#### Exercise input
-.-.-

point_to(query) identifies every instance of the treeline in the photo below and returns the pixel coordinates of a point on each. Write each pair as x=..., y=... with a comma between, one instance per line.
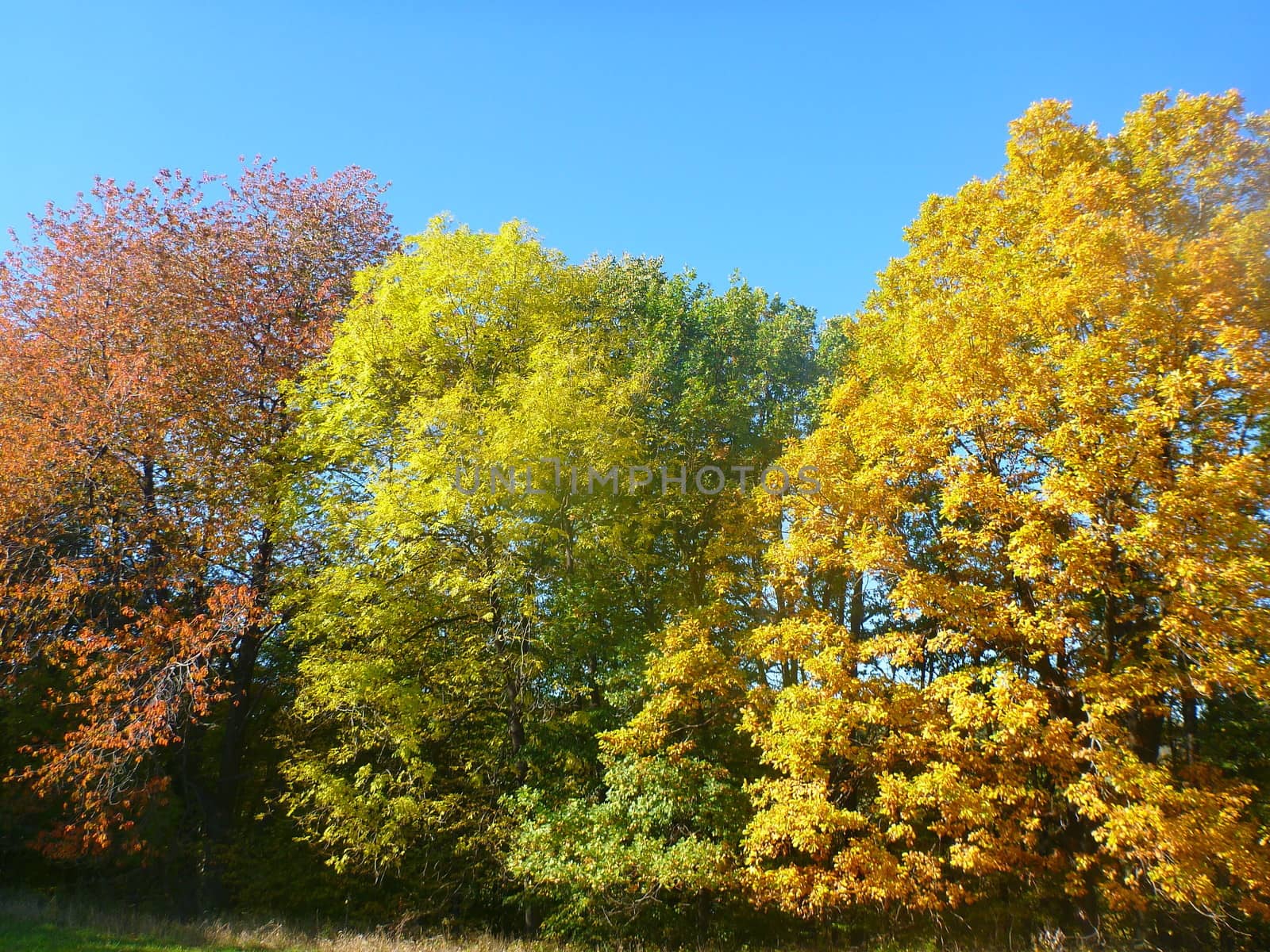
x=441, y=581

-.-.-

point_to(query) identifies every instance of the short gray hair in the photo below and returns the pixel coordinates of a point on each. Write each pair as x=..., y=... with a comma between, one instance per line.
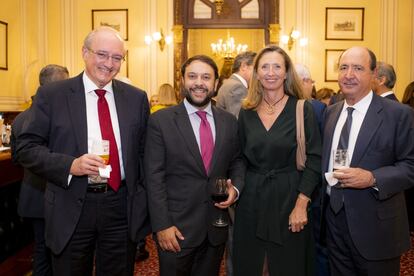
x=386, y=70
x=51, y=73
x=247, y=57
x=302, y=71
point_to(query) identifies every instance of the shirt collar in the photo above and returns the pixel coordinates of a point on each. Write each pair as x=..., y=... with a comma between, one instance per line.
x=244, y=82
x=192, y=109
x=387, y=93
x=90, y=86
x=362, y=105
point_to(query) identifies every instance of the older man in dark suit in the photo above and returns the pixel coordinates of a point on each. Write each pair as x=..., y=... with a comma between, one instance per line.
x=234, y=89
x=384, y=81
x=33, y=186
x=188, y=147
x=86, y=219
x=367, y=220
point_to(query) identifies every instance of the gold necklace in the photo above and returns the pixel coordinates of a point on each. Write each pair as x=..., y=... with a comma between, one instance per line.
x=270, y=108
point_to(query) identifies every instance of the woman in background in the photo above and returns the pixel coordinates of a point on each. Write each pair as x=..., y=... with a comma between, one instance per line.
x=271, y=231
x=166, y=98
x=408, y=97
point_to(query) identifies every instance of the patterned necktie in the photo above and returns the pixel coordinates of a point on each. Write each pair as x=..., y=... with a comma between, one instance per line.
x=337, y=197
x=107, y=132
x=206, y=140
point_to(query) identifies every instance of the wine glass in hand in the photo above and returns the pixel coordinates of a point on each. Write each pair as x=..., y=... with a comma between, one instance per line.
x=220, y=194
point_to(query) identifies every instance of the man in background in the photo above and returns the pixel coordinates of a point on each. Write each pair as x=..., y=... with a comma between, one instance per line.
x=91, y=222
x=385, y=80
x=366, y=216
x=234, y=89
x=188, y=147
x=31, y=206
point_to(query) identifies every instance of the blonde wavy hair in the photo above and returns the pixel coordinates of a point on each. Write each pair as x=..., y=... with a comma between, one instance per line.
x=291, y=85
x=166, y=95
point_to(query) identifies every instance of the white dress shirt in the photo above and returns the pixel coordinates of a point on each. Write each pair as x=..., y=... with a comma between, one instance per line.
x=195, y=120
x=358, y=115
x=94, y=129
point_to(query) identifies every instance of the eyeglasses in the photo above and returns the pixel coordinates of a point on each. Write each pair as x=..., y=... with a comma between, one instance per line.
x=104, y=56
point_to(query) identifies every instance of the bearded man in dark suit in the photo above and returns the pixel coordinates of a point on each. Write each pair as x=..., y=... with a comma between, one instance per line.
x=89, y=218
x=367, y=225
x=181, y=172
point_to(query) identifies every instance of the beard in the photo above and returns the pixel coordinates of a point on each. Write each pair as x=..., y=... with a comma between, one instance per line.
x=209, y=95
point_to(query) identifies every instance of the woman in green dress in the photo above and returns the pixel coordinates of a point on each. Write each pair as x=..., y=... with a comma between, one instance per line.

-.-.-

#### Goal
Recast the material, beginning at the line that contains "point_to(query) identifies every instance of the treeline" and stopping after the line that contains "x=441, y=581", as a two-column CSV with the headers instruction and answer, one row per request, each value in a single quoted field with line breaks replaced by spaces. Leave the pictures out.

#### Response to the exercise
instruction,answer
"point_to(query) identifies every instance of the treeline in the photo below and returns the pixel coordinates of a point on each. Write each pair as x=..., y=... with a comma between, one instance per line.","x=441, y=581"